Saved entries
--- START ---
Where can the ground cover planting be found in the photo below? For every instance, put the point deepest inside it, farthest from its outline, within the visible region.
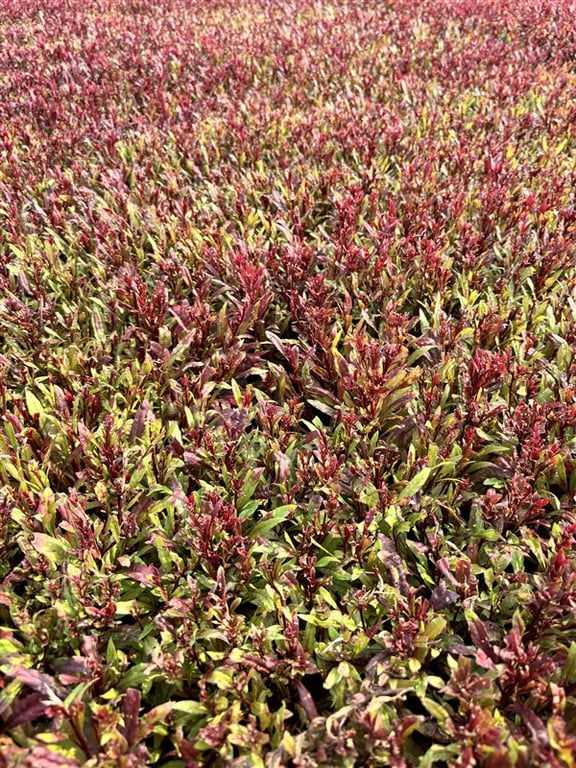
(287, 383)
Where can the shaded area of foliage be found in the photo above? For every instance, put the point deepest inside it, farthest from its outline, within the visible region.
(287, 382)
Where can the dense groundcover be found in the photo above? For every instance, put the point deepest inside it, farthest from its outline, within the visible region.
(287, 383)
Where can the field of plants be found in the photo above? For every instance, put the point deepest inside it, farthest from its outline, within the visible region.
(287, 383)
--- END ---
▶ **What you are asked to do**: Nothing but the lines from the one with "Where can the field" through the final line of the data above should be output, exactly as written.

▶ **Problem solution**:
Where can the field of plants be found in the photo above? For every instance, put the point deepest inside it, farthest from its outline, within the visible region.
(287, 383)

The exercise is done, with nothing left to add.